◆ Set problem ◆
From the records below, return every line that contains the word "left".

Data drawn from a collection:
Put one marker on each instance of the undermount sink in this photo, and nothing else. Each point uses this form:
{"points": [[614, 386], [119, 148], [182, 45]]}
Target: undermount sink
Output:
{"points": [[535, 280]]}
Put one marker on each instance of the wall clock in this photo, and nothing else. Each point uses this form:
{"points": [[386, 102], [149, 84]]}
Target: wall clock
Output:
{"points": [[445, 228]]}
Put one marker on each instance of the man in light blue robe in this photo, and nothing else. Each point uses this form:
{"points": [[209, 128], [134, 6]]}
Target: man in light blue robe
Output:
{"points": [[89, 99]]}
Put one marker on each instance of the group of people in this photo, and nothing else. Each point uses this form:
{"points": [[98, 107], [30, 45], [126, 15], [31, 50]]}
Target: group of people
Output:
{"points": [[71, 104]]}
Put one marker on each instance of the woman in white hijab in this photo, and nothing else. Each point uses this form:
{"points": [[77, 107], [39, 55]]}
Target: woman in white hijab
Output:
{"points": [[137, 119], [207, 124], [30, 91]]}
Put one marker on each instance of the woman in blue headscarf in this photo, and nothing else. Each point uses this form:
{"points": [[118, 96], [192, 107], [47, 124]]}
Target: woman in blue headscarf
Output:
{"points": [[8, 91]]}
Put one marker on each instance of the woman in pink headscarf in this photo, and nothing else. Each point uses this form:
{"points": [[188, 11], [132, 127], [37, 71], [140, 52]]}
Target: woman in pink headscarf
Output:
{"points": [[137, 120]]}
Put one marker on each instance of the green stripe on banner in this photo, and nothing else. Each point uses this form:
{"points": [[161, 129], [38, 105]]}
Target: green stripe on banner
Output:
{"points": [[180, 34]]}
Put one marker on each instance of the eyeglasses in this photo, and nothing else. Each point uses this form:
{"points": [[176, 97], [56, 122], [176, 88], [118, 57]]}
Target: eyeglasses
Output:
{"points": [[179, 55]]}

---

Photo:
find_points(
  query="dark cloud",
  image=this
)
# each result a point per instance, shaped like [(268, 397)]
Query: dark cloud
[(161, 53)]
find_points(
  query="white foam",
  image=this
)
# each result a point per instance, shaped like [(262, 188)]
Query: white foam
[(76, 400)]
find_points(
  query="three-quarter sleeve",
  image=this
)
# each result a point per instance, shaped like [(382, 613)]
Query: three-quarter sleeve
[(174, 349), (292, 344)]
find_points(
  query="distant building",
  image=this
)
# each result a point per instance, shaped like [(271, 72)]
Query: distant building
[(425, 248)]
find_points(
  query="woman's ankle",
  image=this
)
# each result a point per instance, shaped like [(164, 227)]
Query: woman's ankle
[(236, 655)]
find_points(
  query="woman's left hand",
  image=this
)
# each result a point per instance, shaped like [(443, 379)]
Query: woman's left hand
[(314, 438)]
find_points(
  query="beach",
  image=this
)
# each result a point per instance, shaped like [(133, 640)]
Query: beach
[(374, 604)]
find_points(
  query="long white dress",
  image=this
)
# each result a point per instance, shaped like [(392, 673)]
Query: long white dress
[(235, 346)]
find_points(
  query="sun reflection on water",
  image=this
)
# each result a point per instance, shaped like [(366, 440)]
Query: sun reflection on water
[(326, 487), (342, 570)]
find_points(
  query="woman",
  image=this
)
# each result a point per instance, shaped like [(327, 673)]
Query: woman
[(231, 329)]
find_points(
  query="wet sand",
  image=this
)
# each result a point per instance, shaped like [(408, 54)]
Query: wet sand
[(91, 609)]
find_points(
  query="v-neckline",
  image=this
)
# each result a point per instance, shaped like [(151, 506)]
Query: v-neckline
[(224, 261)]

--

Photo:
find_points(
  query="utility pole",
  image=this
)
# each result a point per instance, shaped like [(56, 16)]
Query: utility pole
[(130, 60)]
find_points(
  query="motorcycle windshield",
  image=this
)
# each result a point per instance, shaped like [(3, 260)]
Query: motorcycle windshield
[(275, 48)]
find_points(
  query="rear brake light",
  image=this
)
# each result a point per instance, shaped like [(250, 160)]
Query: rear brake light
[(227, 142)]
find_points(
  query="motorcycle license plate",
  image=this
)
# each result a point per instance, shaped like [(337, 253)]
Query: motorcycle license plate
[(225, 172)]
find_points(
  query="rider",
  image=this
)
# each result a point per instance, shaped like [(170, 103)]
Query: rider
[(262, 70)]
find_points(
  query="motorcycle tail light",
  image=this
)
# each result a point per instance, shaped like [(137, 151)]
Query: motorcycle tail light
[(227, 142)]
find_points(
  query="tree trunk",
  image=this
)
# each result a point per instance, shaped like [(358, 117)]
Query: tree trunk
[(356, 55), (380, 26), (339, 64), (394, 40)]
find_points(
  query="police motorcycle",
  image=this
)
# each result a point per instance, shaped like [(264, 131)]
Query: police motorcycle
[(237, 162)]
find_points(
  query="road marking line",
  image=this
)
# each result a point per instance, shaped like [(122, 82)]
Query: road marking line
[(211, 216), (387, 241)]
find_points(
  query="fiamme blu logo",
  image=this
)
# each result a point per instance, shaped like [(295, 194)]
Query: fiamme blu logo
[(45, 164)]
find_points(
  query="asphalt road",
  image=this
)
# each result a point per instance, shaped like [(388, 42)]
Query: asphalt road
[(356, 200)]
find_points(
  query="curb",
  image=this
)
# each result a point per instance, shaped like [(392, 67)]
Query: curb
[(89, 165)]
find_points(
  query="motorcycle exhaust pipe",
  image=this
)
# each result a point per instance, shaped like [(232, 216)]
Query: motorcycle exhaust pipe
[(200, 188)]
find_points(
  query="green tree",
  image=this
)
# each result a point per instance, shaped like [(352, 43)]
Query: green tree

◆ Answer for the task ◆
  query="woman's left hand",
Query: woman's left hand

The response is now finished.